## 課題の条件
記事の「30余年前のケインズ」で始まる段落を、主な事実を残したまま箇条書きにまとめてください。

## 記事
——
降伏の証しとして日本軍司令が差し出した彼の佩刀をパービス氏が保存していたのだ。
たまたま他の番組で彼を取材したグレイムがその刀を発見。
私に連絡してきた、という訳だ。
30余年前のケインズ。人口6万。
信号機わずかに2基。
ビール1カートン9ドル。
クリフトンビーチの最初の分譲地の値段、1区画2千ドル。
そんな時代だった。
戦後30年、日本人に対する偏見もまだ根強く残っていたものだ。
パービス氏は60代半ば。
私に見せるために用意していたのだろう。
厚く古びたアルバムが出してあった。
氏自体、日本人の死体の写真等忘れていたに違いない。
さもないとあらかじめその写真のページを隠しておいたはずだ。
今思うと、あの死体の写真は日本軍兵士、それも将校だ。
敗戦で自らの命を断ったのか、捕虜として絞首刑になったのか、今となっては判りようもない。
——
## 提供資料

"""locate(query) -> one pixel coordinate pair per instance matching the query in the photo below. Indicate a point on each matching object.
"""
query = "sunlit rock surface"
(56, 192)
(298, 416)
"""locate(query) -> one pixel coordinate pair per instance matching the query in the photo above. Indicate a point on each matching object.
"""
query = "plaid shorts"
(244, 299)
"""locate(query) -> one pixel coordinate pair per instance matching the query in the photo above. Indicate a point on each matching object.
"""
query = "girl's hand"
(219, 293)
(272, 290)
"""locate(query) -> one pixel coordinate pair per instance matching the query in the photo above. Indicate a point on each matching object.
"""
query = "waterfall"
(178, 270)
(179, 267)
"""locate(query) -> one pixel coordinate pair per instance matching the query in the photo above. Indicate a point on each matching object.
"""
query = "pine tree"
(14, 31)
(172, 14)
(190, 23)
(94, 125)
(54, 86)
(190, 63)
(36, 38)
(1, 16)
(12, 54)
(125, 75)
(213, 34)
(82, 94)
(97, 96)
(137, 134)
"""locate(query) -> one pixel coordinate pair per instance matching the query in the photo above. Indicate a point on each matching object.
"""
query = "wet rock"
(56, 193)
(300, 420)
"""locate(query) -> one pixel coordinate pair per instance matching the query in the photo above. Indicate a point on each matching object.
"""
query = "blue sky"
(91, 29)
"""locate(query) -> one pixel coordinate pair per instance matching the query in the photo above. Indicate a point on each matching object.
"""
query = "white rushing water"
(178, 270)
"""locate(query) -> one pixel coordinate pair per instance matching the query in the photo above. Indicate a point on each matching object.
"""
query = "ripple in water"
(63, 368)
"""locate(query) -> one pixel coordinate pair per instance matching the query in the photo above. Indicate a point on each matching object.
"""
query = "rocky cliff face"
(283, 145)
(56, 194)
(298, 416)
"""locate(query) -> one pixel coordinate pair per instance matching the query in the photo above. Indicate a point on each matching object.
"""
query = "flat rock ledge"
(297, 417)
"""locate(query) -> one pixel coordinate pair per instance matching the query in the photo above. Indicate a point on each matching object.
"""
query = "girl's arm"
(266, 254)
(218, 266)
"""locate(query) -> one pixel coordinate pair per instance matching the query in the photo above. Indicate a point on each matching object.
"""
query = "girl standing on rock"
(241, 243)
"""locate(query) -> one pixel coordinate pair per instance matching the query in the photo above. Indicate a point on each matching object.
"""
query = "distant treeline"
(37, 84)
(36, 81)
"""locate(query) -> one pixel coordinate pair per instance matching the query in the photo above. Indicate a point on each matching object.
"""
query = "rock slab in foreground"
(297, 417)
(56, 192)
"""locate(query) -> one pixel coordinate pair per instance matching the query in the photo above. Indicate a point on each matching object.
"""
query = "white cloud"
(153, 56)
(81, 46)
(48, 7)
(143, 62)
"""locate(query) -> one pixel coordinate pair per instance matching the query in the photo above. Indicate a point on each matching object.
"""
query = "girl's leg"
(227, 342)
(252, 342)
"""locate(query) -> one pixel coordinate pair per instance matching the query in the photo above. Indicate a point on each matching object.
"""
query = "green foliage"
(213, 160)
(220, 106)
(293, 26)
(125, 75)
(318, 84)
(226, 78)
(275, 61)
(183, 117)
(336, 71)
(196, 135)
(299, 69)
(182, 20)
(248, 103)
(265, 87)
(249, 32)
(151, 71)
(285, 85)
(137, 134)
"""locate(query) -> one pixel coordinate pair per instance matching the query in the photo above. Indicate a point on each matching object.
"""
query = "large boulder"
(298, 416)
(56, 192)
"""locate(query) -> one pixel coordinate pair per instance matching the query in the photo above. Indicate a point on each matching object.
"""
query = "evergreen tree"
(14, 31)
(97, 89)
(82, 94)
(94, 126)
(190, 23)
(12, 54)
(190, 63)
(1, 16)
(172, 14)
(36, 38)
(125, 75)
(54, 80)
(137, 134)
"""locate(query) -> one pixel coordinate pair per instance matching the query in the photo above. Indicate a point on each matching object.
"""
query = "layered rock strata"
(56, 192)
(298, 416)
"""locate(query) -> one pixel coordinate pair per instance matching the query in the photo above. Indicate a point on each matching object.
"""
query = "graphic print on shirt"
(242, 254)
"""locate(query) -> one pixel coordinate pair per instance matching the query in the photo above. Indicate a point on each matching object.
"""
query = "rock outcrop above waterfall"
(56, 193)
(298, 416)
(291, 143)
——
## 最終回答
・時期:30余年前
・場所:ケインズ
・人口:6万